Texto de lectura:
------------------------------

Tags: #Biografía, Drama

Christy tiene buenas razones para estar preocupada por los niños. Riaz multiplica sus misteriosos viajes de los que la familia aparentemente no sabe nada; deja a los dos niños al cuidado de su propia madre, o de la abuela, o de cualquiera. Cada vez que telefonea, Christy se da perfecta cuenta de que todos están hartos de soportar su arrogancia, sus cóleras. Y de su pereza también. Así como de sus mentiras…

Un día, por teléfono, Riaz declara:

—Iremos a reunimos contigo… —Y le pasa el aparato a John—: Anda, dile a mamá que tú quieres ir… Díselo.

Christy oye, lejana, muy lejana, en medio del chisporroteo de la línea, la vocecita de John:

—Sí, sí que quiero; quiero volver a casa, mamá…

¡Christy es tan feliz ese día! Pero, a la semana siguiente, Riaz anuncia lo contrario, y luego comienza de nuevo este juego cruel con John… Se sirve de éste como de un medio de chantaje. Christy ya no puede soportar más. Riaz ha tejido a su alrededor una telaraña de mentiras, y, de mentira en mentira, ya ni siquiera él sabe dónde está. Ella incluso le ha ofrecido dinero para que venga.

—Te enviaré billetes de primera clase; no tendrás que hacer nada, ni pagar; papá se ocupa de todo…

Un día es que sí; al otro, que no. Hay «asuntos que arreglar», dice, sin dar más detalles… Pretende quedarse porque su familia le quiere, cuando de hecho lo han relegado al pueblo, y nadie le ayuda con los niños. Pegaba a los criados, y éstos han escapado, uno tras otro.

En agosto de 1989, pues, Christy decide viajar con su padre y pasar una semana en Peshawar, mientras su madre cuida de Eric.

La separación ha marcado visiblemente a los niños. John está extrañamente tranquilo y nervioso a la vez. Tan delgado que se le pueden contar las costillas de la espalda. Se niega a comer, pues la pena de verse separado de su madre le ha vuelto anoréxico. Los cabellos de Adam le han crecido hasta los hombros. A los dieciséis meses, es espantosamente indisciplinado, y muy retrasado para hablar. No farfulla siquiera las cuatro palabras que había aprendido, no balbucea; es un niño salvaje, mudo. Ningún adulto se ha ocupado de ellos, y los dos niños han pasado su tiempo al cuidado de una criada, y luego de otra, que no sentían demasiado interés por ellos. Ningún juguete en la casa, sólo juegan con una caja de pañales vacía.

Pero Christy sabe que tiene que volver a marcharse.

Así lo hace, pero regresa en octubre de 1989. Eric está fuera de peligro, en casa de sus padres. Ella va a pasar diez meses a Peshawar, una estancia que será interrumpida sólo por un corto viaje de ida y vuelta a Estados Unidos por Navidad, debido a que Eric sufre una grave disentería.

------------------------------

Extracto de origen:
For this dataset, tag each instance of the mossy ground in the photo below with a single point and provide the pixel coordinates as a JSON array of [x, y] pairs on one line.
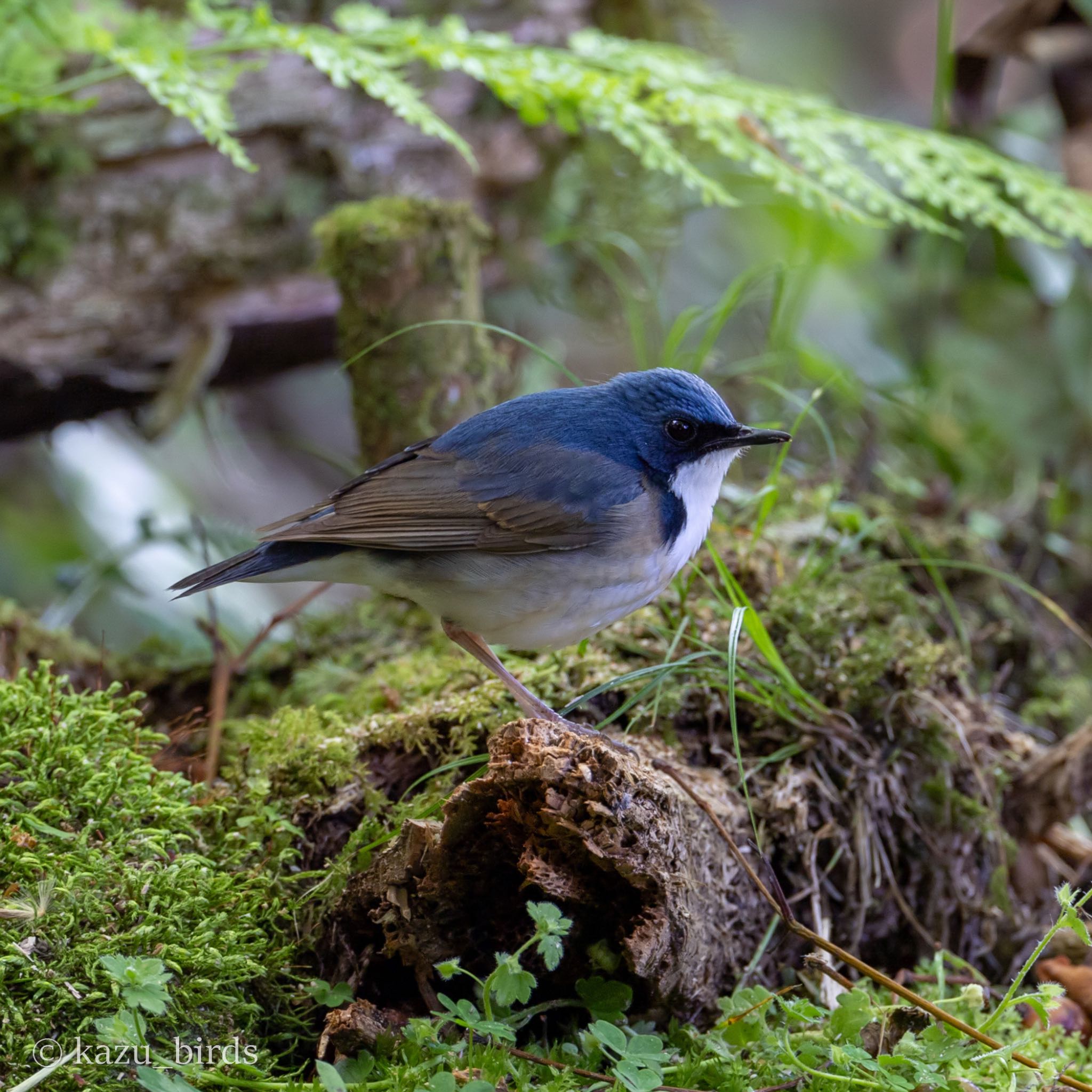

------------------------------

Tarea obligatoria A: Reproduce al pie de la letra el tramo del relato sobre Christy y sus hijos que va desde «Así lo hace, pero» hasta «una grave disentería.».
Tarea obligatoria B: Reanuda el relato sobre Christy y sus hijos justo a continuación de su última oración.

Respuesta escrita A:
Así lo hace, pero regresa en octubre de 1989. Eric está fuera de peligro, en casa de sus padres. Ella va a pasar diez meses a Peshawar, una estancia que será interrumpida sólo por un corto viaje de ida y vuelta a Estados Unidos por Navidad, debido a que Eric sufre una grave disentería.

Respuesta escrita B:
Resulta entonces aún más difícil abandonar al pequeñín, que acaba de rozar la muerte, para ir a reunirse otra vez con los dos mayores. Christy se ve desgarrada entre ellos. Echa de menos al pequeño, y se siente incapaz de dejarlo en Estados Unidos, y olvidarlo en beneficio de los otros dos. Nunca sosegada, Christy lleva una existencia como para volver loca a una madre de familia.

Actualmente, Christy utiliza una nueva táctica con Riaz. En lugar de dejarse arrastrar a disputas interminables, argumenta prudentemente en favor de un regreso de la familia a Estados Unidos. No cuenta con los sentimientos paternales de Riaz, para quien Eric es un castigo de Dios, sino con su creciente irritación respecto al estilo de vida paquistaní, y con su nostalgia por aquella vida occidental que tanto le gustaba.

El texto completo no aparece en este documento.